* **Stored data entries**
☆ ☆ ☆ ☆ ☆ ☆ ☆
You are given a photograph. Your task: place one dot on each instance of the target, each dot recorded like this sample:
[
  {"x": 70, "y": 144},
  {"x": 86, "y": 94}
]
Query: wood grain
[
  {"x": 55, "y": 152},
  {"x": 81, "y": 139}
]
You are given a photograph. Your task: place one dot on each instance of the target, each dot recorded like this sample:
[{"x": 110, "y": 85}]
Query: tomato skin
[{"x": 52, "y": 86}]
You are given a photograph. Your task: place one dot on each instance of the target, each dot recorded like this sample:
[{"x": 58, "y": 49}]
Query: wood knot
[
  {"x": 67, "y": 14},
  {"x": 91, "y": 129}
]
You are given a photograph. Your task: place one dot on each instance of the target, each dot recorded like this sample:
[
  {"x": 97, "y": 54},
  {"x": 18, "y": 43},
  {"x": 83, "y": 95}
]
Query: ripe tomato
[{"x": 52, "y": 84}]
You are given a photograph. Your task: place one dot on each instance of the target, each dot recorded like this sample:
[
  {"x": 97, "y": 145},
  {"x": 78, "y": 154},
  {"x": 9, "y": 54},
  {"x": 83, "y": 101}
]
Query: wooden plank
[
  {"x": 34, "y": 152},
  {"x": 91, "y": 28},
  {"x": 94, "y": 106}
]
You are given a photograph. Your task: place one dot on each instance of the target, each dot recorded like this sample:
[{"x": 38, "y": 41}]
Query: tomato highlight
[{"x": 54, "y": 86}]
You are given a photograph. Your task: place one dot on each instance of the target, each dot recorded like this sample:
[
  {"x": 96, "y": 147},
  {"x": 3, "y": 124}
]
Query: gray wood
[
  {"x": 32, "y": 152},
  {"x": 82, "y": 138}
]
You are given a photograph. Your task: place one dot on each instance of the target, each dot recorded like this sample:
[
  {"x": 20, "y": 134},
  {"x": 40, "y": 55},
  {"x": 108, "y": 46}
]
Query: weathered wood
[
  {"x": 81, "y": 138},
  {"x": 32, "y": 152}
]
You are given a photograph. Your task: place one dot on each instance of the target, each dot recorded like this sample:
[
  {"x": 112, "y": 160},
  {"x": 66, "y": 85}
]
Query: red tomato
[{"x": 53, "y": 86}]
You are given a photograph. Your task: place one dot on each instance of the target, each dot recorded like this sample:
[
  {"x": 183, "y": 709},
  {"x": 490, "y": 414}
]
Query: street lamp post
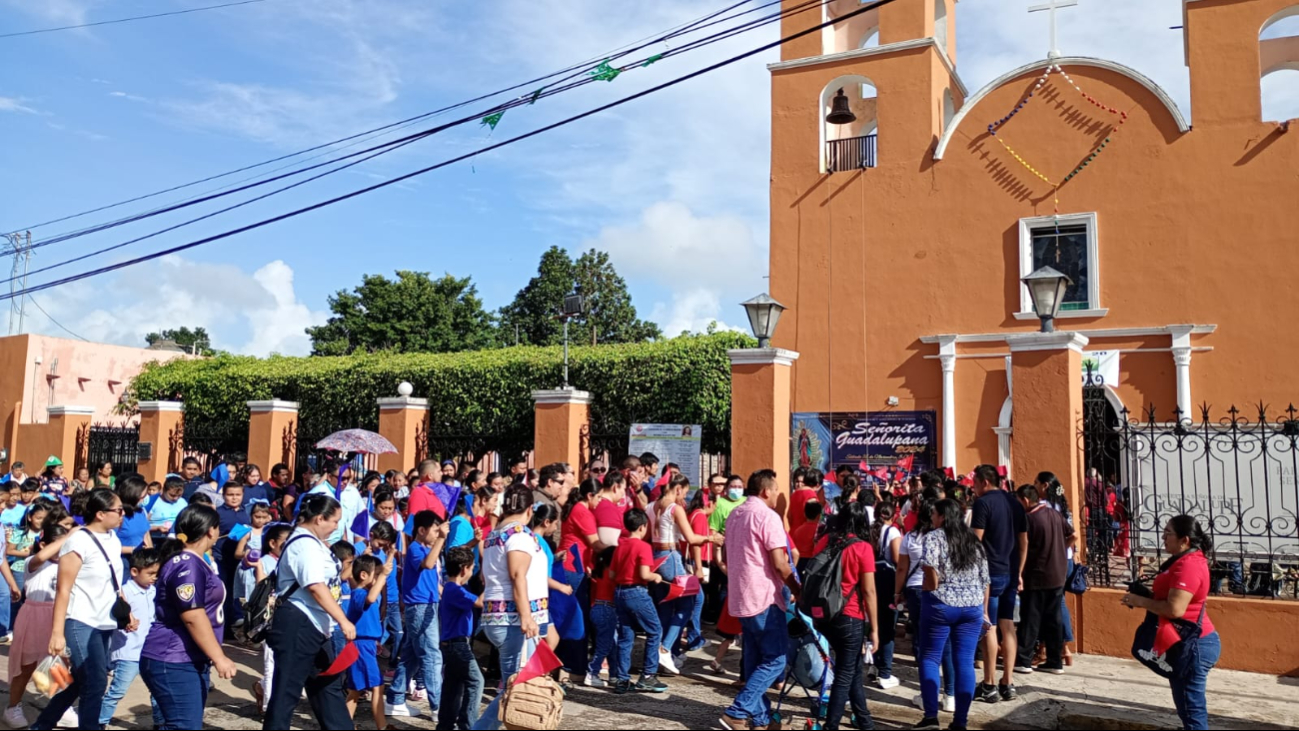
[
  {"x": 1046, "y": 287},
  {"x": 573, "y": 305},
  {"x": 763, "y": 314}
]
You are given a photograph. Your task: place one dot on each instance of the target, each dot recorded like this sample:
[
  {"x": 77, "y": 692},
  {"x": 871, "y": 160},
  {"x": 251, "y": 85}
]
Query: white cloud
[
  {"x": 255, "y": 313},
  {"x": 11, "y": 104}
]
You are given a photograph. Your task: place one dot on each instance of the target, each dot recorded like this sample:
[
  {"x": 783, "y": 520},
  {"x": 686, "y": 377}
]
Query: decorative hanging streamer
[
  {"x": 604, "y": 72},
  {"x": 1052, "y": 69}
]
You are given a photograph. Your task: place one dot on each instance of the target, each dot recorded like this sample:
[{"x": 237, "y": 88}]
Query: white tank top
[{"x": 665, "y": 527}]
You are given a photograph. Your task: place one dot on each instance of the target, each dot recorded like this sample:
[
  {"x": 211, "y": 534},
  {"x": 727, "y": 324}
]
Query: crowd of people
[{"x": 383, "y": 582}]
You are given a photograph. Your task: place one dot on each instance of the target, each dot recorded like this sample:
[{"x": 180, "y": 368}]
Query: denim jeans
[
  {"x": 948, "y": 666},
  {"x": 463, "y": 690},
  {"x": 394, "y": 626},
  {"x": 605, "y": 619},
  {"x": 181, "y": 691},
  {"x": 88, "y": 651},
  {"x": 963, "y": 625},
  {"x": 846, "y": 636},
  {"x": 124, "y": 674},
  {"x": 1189, "y": 692},
  {"x": 422, "y": 656},
  {"x": 300, "y": 652},
  {"x": 515, "y": 651},
  {"x": 637, "y": 612},
  {"x": 765, "y": 647},
  {"x": 673, "y": 616}
]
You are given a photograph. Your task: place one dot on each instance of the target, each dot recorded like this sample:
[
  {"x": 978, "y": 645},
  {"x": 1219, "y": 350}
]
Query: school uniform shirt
[
  {"x": 457, "y": 612},
  {"x": 163, "y": 513},
  {"x": 307, "y": 561},
  {"x": 92, "y": 592},
  {"x": 418, "y": 584},
  {"x": 127, "y": 645},
  {"x": 628, "y": 558},
  {"x": 185, "y": 583},
  {"x": 499, "y": 607},
  {"x": 133, "y": 530}
]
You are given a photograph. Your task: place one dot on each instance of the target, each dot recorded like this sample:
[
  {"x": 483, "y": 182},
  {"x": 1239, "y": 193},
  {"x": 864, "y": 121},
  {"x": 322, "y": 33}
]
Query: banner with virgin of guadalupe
[{"x": 825, "y": 440}]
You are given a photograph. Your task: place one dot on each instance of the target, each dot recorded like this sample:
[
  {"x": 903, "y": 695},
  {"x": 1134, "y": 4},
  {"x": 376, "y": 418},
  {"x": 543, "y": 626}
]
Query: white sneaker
[
  {"x": 594, "y": 682},
  {"x": 14, "y": 717},
  {"x": 667, "y": 665},
  {"x": 399, "y": 710}
]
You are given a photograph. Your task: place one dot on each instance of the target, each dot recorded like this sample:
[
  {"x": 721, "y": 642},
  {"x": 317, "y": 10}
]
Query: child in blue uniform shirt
[
  {"x": 369, "y": 578},
  {"x": 463, "y": 683}
]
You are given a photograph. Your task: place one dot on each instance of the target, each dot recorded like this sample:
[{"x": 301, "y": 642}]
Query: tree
[
  {"x": 608, "y": 316},
  {"x": 412, "y": 314},
  {"x": 192, "y": 340}
]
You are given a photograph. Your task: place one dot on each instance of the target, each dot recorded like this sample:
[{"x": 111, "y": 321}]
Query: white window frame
[{"x": 1026, "y": 227}]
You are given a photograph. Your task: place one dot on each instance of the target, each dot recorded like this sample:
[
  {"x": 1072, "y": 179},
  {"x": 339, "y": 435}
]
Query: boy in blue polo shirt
[
  {"x": 463, "y": 691},
  {"x": 420, "y": 595},
  {"x": 369, "y": 577}
]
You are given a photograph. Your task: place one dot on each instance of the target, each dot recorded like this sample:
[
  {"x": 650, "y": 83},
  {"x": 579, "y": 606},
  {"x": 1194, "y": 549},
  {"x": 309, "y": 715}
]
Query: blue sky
[{"x": 673, "y": 186}]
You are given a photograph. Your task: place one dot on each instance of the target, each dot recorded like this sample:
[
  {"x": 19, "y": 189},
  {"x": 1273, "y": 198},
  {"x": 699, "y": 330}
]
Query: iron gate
[{"x": 117, "y": 444}]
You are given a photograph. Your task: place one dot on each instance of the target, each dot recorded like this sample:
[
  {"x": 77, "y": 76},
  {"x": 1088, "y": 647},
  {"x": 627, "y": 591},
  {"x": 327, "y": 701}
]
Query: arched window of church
[
  {"x": 1278, "y": 55},
  {"x": 850, "y": 123},
  {"x": 941, "y": 24},
  {"x": 850, "y": 34}
]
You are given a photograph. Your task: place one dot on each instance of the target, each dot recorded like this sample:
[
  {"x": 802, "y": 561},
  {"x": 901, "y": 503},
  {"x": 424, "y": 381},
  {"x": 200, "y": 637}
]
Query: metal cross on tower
☆ ☆ ☆ ☆ ☆ ☆ ☆
* **Exercise instructions**
Every entry must be written out exactly, with all pictures left out.

* **Response**
You are given a photograph. Your task: place one dot on each instance of the target, each dot recorded like this sample:
[
  {"x": 70, "y": 144},
  {"x": 86, "y": 94}
]
Query: wood grain
[
  {"x": 55, "y": 152},
  {"x": 81, "y": 139}
]
You are given a photograph. Your task: place one dot on each instance of the target, each dot recorded like this sample:
[{"x": 110, "y": 85}]
Query: tomato skin
[{"x": 52, "y": 86}]
You are given a photograph. Your task: place one dot on each instance of the target, each dot recorded like this sample:
[{"x": 58, "y": 49}]
Query: wood knot
[
  {"x": 67, "y": 14},
  {"x": 91, "y": 129}
]
You are given a photograph. Your task: place one dot on each instance of the target, each dot recorded like this sample:
[
  {"x": 97, "y": 54},
  {"x": 18, "y": 43},
  {"x": 83, "y": 95}
]
Query: ripe tomato
[{"x": 52, "y": 84}]
You are given a photograph. Your task: place one dot on each instance of the target, each dot recorded like this sample:
[
  {"x": 97, "y": 145},
  {"x": 78, "y": 154},
  {"x": 9, "y": 54},
  {"x": 83, "y": 101}
]
Query: wooden plank
[
  {"x": 34, "y": 152},
  {"x": 91, "y": 28},
  {"x": 94, "y": 106}
]
You are given a photograph. Your task: place one dot on each instance of the target, each dot recorded like this sample:
[{"x": 38, "y": 41}]
Query: tomato highlight
[{"x": 54, "y": 86}]
You are given a photograph. Your task: place one dot on each instance of the target, each dot recorded like this sample:
[
  {"x": 96, "y": 147},
  {"x": 3, "y": 124}
]
Query: gray wood
[
  {"x": 32, "y": 152},
  {"x": 82, "y": 138}
]
You are given a photograph. Your task: place one dot on each instance of the target, each dot recorded like this sample:
[
  {"x": 20, "y": 134},
  {"x": 40, "y": 55},
  {"x": 108, "y": 46}
]
Query: weathered wood
[
  {"x": 81, "y": 138},
  {"x": 32, "y": 152}
]
You are given a photograph. Your task: place one dot on each instance of the target, each dot recorded like this sample:
[
  {"x": 112, "y": 160},
  {"x": 66, "y": 85}
]
Query: red tomato
[{"x": 53, "y": 86}]
You are given a photograph. Your task: place one dot on each instance of the target, each dot recorded like this sample:
[
  {"x": 183, "y": 709},
  {"x": 490, "y": 414}
]
Query: street lamp post
[
  {"x": 1046, "y": 287},
  {"x": 573, "y": 305},
  {"x": 763, "y": 314}
]
You are given a photograph. Your task: place one dot on each instance of the target, each dot recorded like this sample:
[
  {"x": 77, "y": 692},
  {"x": 871, "y": 160},
  {"x": 251, "y": 85}
]
Query: white cloud
[
  {"x": 255, "y": 313},
  {"x": 11, "y": 104}
]
You are given a photograph. Your task: place one dot on each instance of the target, each dot recorded like this sample:
[
  {"x": 783, "y": 520},
  {"x": 686, "y": 377}
]
Query: decorative hanging streamer
[
  {"x": 604, "y": 72},
  {"x": 1052, "y": 69}
]
You are given a photograph. Your task: place one dot on each instance of the target, each dot recorded like this sample:
[{"x": 237, "y": 88}]
Query: white tank top
[{"x": 665, "y": 527}]
You are given a photograph. Your task: place one dot on each instance of the target, each dot recorded like this sample:
[
  {"x": 211, "y": 534},
  {"x": 727, "y": 324}
]
Query: crowd of people
[{"x": 383, "y": 582}]
You are given a photograph. Your task: place one dot on each instance of the target, each dot recorded like this sample:
[{"x": 180, "y": 368}]
Query: denim jeans
[
  {"x": 948, "y": 666},
  {"x": 463, "y": 690},
  {"x": 394, "y": 626},
  {"x": 605, "y": 619},
  {"x": 181, "y": 691},
  {"x": 88, "y": 651},
  {"x": 963, "y": 625},
  {"x": 846, "y": 636},
  {"x": 124, "y": 674},
  {"x": 1189, "y": 692},
  {"x": 422, "y": 656},
  {"x": 300, "y": 652},
  {"x": 515, "y": 651},
  {"x": 637, "y": 612},
  {"x": 765, "y": 647},
  {"x": 673, "y": 616}
]
You are given a photograph. Your task: place one dot on each instance of the target, each dot recorded like this sample:
[
  {"x": 978, "y": 645},
  {"x": 1219, "y": 350}
]
Query: school uniform shirt
[
  {"x": 457, "y": 612},
  {"x": 163, "y": 513},
  {"x": 307, "y": 561},
  {"x": 92, "y": 592},
  {"x": 418, "y": 584},
  {"x": 127, "y": 645},
  {"x": 628, "y": 558},
  {"x": 185, "y": 583},
  {"x": 499, "y": 607},
  {"x": 133, "y": 530}
]
You are given a photograph. Your task: place one dot on each instance of the target, each dot recorded like this sample:
[
  {"x": 483, "y": 182},
  {"x": 1239, "y": 193},
  {"x": 864, "y": 121},
  {"x": 322, "y": 33}
]
Query: banner with virgin of guadalupe
[{"x": 825, "y": 440}]
You are given a photograph. Your task: place one dot on each instance of the target, each dot recorded like this sample:
[
  {"x": 903, "y": 695},
  {"x": 1134, "y": 4},
  {"x": 376, "y": 418},
  {"x": 543, "y": 626}
]
Query: white sneaker
[
  {"x": 594, "y": 682},
  {"x": 14, "y": 717},
  {"x": 667, "y": 665},
  {"x": 399, "y": 710}
]
You are given a photograph. Your task: place one dot on each instance of the target, each dot recorded like this sample:
[
  {"x": 721, "y": 642},
  {"x": 317, "y": 10}
]
Query: child in blue uniform shirt
[
  {"x": 369, "y": 578},
  {"x": 463, "y": 683}
]
You are given a photograph. Your task: place one dot on each instance of the target, each dot recorded like this sample:
[{"x": 301, "y": 642}]
Query: tree
[
  {"x": 608, "y": 316},
  {"x": 412, "y": 314},
  {"x": 192, "y": 340}
]
You are given a photograph. Your task: place one dot on each instance of the target, each dot recorded like this sample:
[{"x": 111, "y": 321}]
Query: white window frame
[{"x": 1026, "y": 227}]
You are given a photograph. Your task: place one dot on each instance of the target, each dot recorded like this sample:
[
  {"x": 1072, "y": 179},
  {"x": 339, "y": 435}
]
Query: boy in blue polo shirt
[
  {"x": 463, "y": 691},
  {"x": 420, "y": 595},
  {"x": 369, "y": 577}
]
You are given a photograph. Your task: place one dot on each instance of the target, each dot recorded like this sample:
[
  {"x": 650, "y": 83},
  {"x": 579, "y": 606},
  {"x": 1194, "y": 549},
  {"x": 309, "y": 715}
]
Query: blue sky
[{"x": 673, "y": 186}]
You are given a photograph. Your task: place one dot on each instance of the target, each dot recorded like this sample:
[
  {"x": 19, "y": 189},
  {"x": 1273, "y": 198},
  {"x": 699, "y": 330}
]
Query: iron gate
[{"x": 117, "y": 444}]
You are given a photograph. Your task: place one dot on each instance of the target, each dot recorded like this sample:
[
  {"x": 77, "y": 76},
  {"x": 1088, "y": 647},
  {"x": 627, "y": 591},
  {"x": 327, "y": 701}
]
Query: arched window of church
[
  {"x": 1278, "y": 55},
  {"x": 850, "y": 123},
  {"x": 941, "y": 24},
  {"x": 850, "y": 34}
]
You are given a photograph. Your task: place one dot on each instance of the target, each dot recorded like this sample:
[
  {"x": 802, "y": 561},
  {"x": 901, "y": 503},
  {"x": 424, "y": 381},
  {"x": 200, "y": 637}
]
Query: metal cross on tower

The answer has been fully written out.